• [Your assignment]
Word for word, write the lines below out again, with no pictures.

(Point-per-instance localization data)
##############################

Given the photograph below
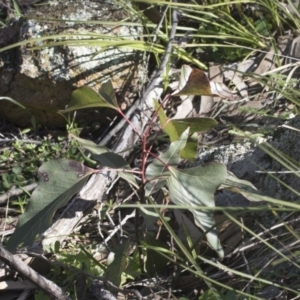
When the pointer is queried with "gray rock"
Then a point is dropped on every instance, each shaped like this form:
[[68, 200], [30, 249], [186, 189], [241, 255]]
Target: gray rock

##############################

• [Response below]
Given the photograph below
When the pointer is queried with "gray rock"
Then a point is dropped on every instance, each shaped like this form:
[[68, 200], [30, 249], [186, 189], [241, 255]]
Target: gray rock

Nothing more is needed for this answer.